PASSAGE FOR REVIEW:
Therefore, our research aimed to study the effect of the antidiabetic drug rosiglitazone in the form of a medicinal product Avandamet (AVD), on memory processes in young and old rats. Old rats were used as a model of AD in our experiments. We applied an analysis of the conditioned food reflex's temporal characteristics in rats, so far as these reflect the efficiency of the brain activity.

METHODS

All experimental procedures were following the European Commission Directive (86/609/ EEC) and ethical guidelines of the International Association for the Study of Pain and were approved by the local Animal Ethics Committee of the O.O. Bogomoletz Institute of Physiology (Kyiv, Ukraine). All efforts were made to minimize the numbers and suffering of animals used. Experiments were carried out on female Wistar rats aged 3 and 15 months, weighing 180220 g. Rats were kept under standard vivarium conditions (temperature 23-25°C). Animals were divided into control and experimental groups of young and old (n = 5 in each).

AVD (Rosiglitazone Maleateand Metformin HCl) from Glaxo Smith Kline, Spain, was used. An a queous solution of AVD was administered at a dose of 4 mg/kg per os for 1 h before the experiment.

The conditioned food reflex was formed in an automated experimental chamber (automated device), which consisted of a main (30 x 25 x 25 cm) and food (15 x 25 x 25 cm) compartments, between which there was a transparent wall with a closing hole for access to arotating auto-feeder with food balls. On the front wall of the main compartment at the top was the source of the conditional sound signal (60 Db). After three days of adaptation (habituation of the animal to the experimental chamber), the animals were placed in the main compartment on the fourth day. After turning on the conditioned signal, the food compartment window was opened for 5 s, and the animal was allowed to move freely. In the case of approaching the feeder with a signal, the rat received food. One experiment included 10 samples, separated by 60 s intervals. During testing, the number of correct responses (the level of differentiation), the food-procuring reaction duration, and its components were assessed.

We used the automated device and software developed by ourselves [16, 17], to register the individual components of sensorimotor reaction (SMR). The principle of the behavior registrations based on the operation of infrared sensors registered the moving rats' paw in the hole of the feeding chamber.

DATA EXCERPTS:
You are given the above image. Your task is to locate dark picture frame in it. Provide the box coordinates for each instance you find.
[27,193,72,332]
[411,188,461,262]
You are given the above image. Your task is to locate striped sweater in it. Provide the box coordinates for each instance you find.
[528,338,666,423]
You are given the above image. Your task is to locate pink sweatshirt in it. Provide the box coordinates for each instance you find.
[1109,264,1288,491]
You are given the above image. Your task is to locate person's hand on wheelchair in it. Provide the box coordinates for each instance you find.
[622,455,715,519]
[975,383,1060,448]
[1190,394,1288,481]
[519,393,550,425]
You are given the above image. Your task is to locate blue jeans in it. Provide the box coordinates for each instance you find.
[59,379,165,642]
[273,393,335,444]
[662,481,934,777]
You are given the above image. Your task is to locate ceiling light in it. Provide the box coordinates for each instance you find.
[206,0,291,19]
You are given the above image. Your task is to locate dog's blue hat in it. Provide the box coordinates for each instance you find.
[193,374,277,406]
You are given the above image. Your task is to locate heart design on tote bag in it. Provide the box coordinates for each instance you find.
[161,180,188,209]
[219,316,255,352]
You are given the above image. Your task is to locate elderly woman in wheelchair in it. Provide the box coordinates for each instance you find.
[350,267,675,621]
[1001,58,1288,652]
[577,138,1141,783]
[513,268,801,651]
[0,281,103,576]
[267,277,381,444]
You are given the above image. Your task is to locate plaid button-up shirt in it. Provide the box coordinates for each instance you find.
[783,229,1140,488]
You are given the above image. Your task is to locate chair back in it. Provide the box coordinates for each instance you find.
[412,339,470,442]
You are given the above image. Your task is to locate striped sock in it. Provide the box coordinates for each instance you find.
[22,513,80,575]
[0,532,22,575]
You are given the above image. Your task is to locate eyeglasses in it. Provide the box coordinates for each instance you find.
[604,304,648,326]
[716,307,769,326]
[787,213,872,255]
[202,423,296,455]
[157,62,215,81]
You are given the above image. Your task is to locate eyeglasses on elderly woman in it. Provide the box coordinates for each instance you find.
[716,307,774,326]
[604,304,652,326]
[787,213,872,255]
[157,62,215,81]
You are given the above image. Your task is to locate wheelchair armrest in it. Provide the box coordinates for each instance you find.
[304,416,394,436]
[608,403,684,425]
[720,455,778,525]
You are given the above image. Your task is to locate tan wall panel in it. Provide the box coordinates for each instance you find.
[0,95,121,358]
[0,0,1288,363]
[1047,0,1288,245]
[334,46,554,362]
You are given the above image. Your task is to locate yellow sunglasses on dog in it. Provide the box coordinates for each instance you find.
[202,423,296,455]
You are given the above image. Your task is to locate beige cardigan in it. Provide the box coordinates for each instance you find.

ABOUT THIS TASK: In the rat memory study, rewrite the paragraph beginning "Therefore, our research aimed" as a bulleted list that keeps its main facts.

REPLY TO THE EXERCISE:
- The research examined how the antidiabetic drug rosiglitazone, in the form of the medicinal product Avandamet (AVD), affects memory processes in young and old rats.
- Old rats served as a model of AD.
- The temporal characteristics of the rats' conditioned food reflex were analyzed because they reflect the efficiency of brain activity.